Entries supplied
#####
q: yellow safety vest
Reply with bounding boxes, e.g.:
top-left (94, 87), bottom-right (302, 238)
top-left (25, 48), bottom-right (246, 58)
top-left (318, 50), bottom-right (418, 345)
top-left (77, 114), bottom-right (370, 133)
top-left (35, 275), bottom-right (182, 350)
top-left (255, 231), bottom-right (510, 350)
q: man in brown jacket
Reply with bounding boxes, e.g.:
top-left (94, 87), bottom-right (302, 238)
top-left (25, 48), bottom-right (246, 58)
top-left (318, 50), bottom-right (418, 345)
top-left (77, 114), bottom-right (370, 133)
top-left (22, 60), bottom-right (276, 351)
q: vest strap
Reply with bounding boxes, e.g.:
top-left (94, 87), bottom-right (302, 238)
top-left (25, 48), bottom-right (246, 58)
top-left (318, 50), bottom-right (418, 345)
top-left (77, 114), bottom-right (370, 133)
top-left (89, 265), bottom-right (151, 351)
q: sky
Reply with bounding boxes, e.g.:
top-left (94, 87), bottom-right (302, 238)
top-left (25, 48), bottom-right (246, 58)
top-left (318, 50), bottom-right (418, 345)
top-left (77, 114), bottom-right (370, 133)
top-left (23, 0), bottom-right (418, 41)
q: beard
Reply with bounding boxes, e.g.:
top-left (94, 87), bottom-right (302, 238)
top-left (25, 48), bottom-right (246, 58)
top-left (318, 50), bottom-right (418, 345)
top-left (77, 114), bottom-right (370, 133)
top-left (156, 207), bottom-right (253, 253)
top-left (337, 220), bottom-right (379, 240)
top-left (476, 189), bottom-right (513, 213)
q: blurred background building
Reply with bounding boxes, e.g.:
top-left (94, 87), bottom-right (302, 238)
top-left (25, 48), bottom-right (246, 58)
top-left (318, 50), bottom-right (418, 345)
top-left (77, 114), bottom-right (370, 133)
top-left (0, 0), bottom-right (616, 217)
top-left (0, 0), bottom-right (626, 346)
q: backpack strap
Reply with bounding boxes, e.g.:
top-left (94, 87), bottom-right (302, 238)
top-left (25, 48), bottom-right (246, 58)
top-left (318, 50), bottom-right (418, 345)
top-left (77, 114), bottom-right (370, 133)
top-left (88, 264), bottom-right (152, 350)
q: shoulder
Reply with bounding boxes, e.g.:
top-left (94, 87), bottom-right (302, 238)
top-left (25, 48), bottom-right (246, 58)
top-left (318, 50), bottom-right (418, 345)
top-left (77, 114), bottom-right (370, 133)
#####
Task requirements
Write out the material above word for word, starting at the line that contains "q: shoulder" and stopping after its final line.

Task answer
q: shoulder
Reply with bounding boxes, e.g.:
top-left (94, 87), bottom-right (302, 238)
top-left (25, 48), bottom-right (246, 58)
top-left (318, 50), bottom-right (418, 345)
top-left (77, 114), bottom-right (370, 133)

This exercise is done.